== Document segment ==

NOTE: The hadoop daemon log output is written to the $HADOOP_LOG_DIR directory (defaults to $HADOOP_HOME/logs). When you are done, stop daemons with below command:

$ stop-dfs.sh

YARN on Single Node

You can run a MapReduce job on YARN in a pseudo-distributed mode by setting below mentioned parameters and running ResourceManager daemon and NodeManager daemon in addition.

If you have completed the Pseudo-Distributed Operation Section then you can proceed further

To run YARN we need to configure some required parameters in mapred-site.xml and yarn-site.xml file as follows:

etc/hadoop/mapred-site.xml:

<configuration>
    <property>
        <name>mapreduce.framework.name</name>
        <value>yarn</value>
    </property>
    <property>
        <name>mapreduce.application.classpath</name>
        <value>$HADOOP_MAPRED_HOME/share/hadoop/mapreduce/*:$HADOOP_MAPRED_HOME/share/hadoop/mapreduce/lib/*</value>
    </property>
</configuration>

etc/hadoop/yarn-site.xml:

<configuration>
    <property>
        <name>yarn.nodemanager.aux-services</name>
        <value>mapreduce_shuffle</value>
    </property>
    <property>
        <name>yarn.nodemanager.env-whitelist</name>
        <value>JAVA_HOME,HADOOP_COMMON_HOME,HADOOP_HDFS_HOME,HADOOP_CONF_DIR,CLASSPATH_PREPEND_DISTCACHE,HADOOP_YARN_HOME,HADOOP_HOME,PATH,LANG,TZ,HADOOP_MAPRED_HOME</value>
    </property>
</configuration>

Once properties of YARN and MapReduce are set we are ready to run YARN Resource Manager.

===
== Material supplied ==

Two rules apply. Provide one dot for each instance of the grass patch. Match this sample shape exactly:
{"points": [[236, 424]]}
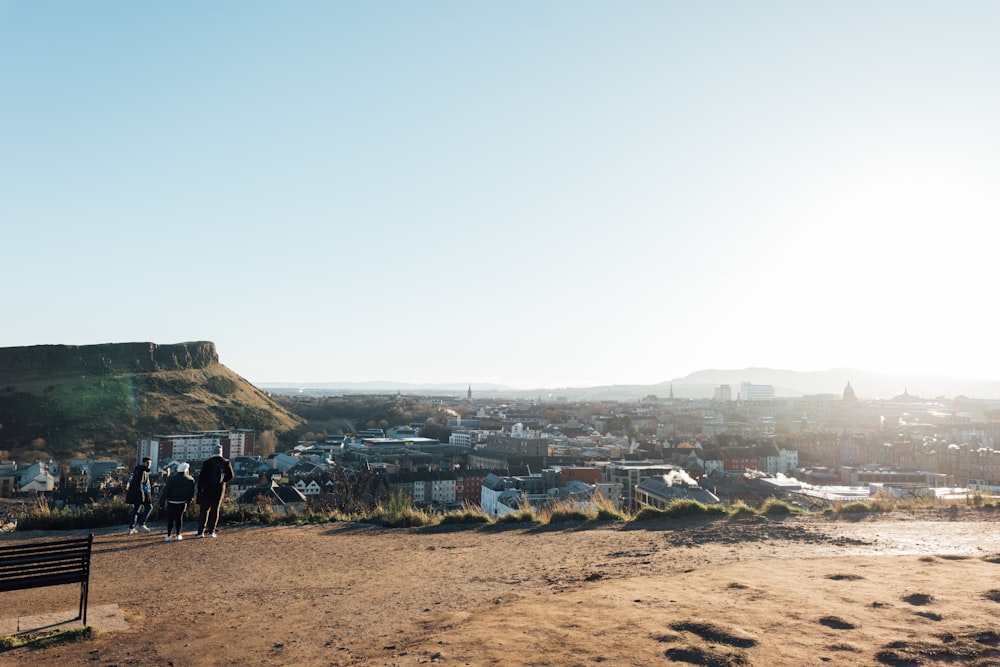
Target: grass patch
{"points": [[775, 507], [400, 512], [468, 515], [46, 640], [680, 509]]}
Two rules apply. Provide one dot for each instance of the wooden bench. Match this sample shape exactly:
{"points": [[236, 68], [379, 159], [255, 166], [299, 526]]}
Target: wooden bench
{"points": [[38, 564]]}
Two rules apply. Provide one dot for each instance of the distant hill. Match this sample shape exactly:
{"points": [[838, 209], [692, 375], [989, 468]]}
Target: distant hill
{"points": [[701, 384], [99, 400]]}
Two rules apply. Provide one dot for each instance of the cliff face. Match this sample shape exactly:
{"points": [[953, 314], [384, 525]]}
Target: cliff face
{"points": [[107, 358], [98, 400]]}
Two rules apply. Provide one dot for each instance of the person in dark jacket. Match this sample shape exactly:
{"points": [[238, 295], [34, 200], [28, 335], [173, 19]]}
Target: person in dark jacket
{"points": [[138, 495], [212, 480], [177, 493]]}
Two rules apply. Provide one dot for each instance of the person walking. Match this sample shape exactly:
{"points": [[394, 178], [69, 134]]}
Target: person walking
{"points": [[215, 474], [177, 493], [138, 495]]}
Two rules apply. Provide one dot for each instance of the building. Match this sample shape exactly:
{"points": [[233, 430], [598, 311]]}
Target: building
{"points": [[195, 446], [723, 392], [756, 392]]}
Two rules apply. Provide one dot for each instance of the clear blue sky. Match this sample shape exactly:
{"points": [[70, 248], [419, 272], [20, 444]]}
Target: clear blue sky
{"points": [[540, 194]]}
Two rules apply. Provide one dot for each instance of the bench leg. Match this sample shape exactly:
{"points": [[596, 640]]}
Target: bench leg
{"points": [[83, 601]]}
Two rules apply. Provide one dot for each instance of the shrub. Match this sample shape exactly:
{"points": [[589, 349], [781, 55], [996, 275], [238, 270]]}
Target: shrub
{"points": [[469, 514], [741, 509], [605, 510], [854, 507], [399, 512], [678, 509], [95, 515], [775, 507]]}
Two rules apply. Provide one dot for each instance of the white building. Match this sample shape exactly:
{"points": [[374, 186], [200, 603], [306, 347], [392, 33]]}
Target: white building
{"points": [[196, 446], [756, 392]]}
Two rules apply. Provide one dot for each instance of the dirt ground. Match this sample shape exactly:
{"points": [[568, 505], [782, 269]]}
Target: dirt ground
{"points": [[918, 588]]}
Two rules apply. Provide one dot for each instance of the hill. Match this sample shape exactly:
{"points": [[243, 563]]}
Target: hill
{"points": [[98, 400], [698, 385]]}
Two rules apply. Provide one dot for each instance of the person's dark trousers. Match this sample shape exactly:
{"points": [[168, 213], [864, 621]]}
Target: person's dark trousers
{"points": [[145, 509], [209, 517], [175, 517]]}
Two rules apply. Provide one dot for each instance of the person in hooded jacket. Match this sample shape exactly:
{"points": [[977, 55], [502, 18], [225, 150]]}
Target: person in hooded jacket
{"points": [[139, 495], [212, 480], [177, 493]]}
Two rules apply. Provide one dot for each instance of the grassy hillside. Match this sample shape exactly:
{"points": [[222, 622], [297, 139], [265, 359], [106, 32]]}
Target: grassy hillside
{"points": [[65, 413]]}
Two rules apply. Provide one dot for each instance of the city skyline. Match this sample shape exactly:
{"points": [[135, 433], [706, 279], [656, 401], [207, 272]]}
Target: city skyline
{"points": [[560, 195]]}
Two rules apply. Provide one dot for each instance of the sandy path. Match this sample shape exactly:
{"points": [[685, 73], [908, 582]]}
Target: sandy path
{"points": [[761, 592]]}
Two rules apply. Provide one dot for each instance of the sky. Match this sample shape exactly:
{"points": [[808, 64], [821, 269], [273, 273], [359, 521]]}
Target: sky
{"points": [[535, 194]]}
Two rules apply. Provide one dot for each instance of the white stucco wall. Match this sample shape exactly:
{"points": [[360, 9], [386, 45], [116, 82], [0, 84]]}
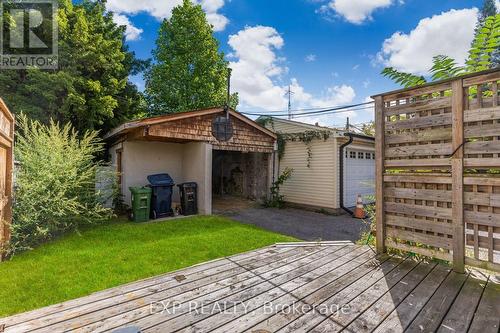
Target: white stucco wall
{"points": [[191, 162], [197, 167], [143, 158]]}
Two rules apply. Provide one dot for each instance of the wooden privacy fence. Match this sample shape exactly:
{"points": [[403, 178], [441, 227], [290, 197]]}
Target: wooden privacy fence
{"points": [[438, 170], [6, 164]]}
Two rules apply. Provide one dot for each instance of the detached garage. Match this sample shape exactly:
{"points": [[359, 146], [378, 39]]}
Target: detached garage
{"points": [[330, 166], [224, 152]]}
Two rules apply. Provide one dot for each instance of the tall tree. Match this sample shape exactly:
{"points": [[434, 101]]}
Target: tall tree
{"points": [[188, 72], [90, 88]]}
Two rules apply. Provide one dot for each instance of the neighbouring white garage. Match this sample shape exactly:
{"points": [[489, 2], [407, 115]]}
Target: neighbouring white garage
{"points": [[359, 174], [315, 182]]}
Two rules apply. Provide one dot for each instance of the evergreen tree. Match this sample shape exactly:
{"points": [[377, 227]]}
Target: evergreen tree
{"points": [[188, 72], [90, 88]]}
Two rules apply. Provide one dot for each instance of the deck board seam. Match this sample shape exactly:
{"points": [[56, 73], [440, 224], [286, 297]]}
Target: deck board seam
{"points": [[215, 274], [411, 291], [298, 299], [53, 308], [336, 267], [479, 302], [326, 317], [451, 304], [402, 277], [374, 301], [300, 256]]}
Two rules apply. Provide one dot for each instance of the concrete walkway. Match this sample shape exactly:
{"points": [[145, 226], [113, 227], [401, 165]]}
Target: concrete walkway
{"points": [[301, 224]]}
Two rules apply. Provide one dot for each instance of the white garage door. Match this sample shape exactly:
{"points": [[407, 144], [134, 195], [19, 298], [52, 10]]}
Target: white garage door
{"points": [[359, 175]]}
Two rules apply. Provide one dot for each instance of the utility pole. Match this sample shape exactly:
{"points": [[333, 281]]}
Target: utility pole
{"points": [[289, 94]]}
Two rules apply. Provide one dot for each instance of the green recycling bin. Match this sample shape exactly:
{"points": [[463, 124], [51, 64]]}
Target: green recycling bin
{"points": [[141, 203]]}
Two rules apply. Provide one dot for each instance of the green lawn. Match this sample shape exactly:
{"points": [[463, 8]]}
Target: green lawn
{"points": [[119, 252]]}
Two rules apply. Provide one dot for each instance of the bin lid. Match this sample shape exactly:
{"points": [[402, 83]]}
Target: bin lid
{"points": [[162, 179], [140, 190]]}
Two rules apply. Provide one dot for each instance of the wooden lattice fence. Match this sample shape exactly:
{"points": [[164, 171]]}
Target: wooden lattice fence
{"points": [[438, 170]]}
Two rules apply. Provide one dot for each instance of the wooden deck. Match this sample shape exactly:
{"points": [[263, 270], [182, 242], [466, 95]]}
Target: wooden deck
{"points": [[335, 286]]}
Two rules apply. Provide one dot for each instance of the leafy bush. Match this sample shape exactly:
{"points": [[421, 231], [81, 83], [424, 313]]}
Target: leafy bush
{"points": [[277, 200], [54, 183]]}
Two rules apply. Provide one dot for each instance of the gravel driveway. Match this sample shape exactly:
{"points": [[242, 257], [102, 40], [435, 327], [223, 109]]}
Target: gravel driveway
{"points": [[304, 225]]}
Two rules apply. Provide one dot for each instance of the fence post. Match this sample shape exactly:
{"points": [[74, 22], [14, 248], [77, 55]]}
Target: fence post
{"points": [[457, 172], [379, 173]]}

===

Exercise set:
• A. Answer these questions from the Hadoop setup guide:
(i) Which directory does the daemon log output default to?
(ii) What value is given for mapreduce.framework.name?
(iii) What value is given for yarn.nodemanager.aux-services?
• B. Write the next part of the Hadoop setup guide, starting after its last sentence.
The items are separate material and have no connection to the Hadoop setup guide.

Answers provided:
• A.
(i) $HADOOP_HOME/logs
(ii) yarn
(iii) mapreduce_shuffle

• B.
Start ResourceManager daemon and NodeManager daemon:

$ start-yarn.sh

Now we can browse the web interface for the ResourceManager; by default it is available at: ResourceManager - http://localhost:8088/

You can again try to Run a MapReduce job which we have run previously and feel the experience of MapReduce on YARN.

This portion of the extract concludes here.